Input records -
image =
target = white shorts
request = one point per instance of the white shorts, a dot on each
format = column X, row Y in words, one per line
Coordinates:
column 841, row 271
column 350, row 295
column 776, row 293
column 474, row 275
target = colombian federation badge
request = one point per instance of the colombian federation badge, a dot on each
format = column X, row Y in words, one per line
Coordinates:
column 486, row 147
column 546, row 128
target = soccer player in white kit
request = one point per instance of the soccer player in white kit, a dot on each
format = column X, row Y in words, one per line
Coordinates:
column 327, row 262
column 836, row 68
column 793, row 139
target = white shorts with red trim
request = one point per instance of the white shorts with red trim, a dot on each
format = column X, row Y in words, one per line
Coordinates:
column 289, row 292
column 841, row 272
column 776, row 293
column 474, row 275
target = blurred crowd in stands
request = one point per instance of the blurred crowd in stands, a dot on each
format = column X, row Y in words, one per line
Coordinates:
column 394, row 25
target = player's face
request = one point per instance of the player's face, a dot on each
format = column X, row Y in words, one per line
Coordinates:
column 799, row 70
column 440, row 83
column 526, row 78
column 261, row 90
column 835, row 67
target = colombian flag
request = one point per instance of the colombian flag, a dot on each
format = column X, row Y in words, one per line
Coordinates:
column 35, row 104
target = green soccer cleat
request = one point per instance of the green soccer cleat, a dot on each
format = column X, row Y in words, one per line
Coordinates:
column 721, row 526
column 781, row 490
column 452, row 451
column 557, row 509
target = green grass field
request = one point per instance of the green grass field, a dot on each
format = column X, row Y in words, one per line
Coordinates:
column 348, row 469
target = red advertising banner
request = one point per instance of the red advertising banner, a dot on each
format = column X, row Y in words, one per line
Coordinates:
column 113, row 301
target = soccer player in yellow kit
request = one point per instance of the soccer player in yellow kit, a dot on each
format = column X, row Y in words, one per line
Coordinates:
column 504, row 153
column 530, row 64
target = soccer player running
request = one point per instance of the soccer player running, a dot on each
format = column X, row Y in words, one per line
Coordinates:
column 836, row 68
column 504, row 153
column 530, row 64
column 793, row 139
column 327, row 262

Instructions for the task -
The full listing is to be restated word for word.

Response to the exercise -
image =
target = white shorts
request = one point per instance of the white shorts, a dot on each
format = column X, row Y in words, one per line
Coordinates:
column 841, row 271
column 350, row 295
column 776, row 293
column 474, row 275
target = colombian federation badge
request = one point per instance of the colombian federation badge, a dot on each
format = column X, row Y in words, one per line
Coordinates:
column 486, row 147
column 546, row 128
target = soccer player in white kit
request = one point per instance of the soccer player in white kit, a dot on each
format = column X, row Y in words, one per line
Coordinates:
column 327, row 262
column 836, row 68
column 793, row 139
target = white shorts with red trim
request = one point per instance of the white shorts with red trim, a dot on each
format = column X, row Y in words, one per line
Coordinates:
column 289, row 292
column 841, row 272
column 776, row 293
column 474, row 275
target = blurred crowd in stands
request = one point per instance of the blurred crowd in stands, a dot on each
format = column X, row Y in words, one per line
Coordinates:
column 394, row 25
target = player's face
request = one point per instance of the player's face, a dot on each
format = column X, row Y in words, one per line
Coordinates:
column 799, row 70
column 440, row 83
column 526, row 78
column 261, row 90
column 835, row 67
target = colombian flag
request = one point per instance of the colombian flag, a dot on each
format = column X, row Y in words, one per line
Coordinates:
column 35, row 104
target = green soccer cleat
request = one point per instance of the green soccer cleat, a dot on each
format = column X, row Y in words, one per line
Coordinates:
column 721, row 526
column 781, row 490
column 452, row 451
column 557, row 509
target = green grass field
request = one point per instance of the green grass field, a dot on each
format = column X, row Y in words, one per line
Coordinates:
column 348, row 469
target = red advertising banner
request = one point per instance of the red advertising banner, a dot on each
format = column X, row Y in words, one per line
Coordinates:
column 113, row 301
target = soccer player in yellow kit
request = one point per instance of the soccer player in yellow kit, a dot on each
format = column X, row Y in words, one per line
Coordinates:
column 504, row 153
column 530, row 64
target = soccer player running
request = one point per instance of the soccer player running, a dot on each
format = column X, row Y in words, one per line
Coordinates:
column 836, row 68
column 504, row 153
column 530, row 64
column 793, row 139
column 327, row 262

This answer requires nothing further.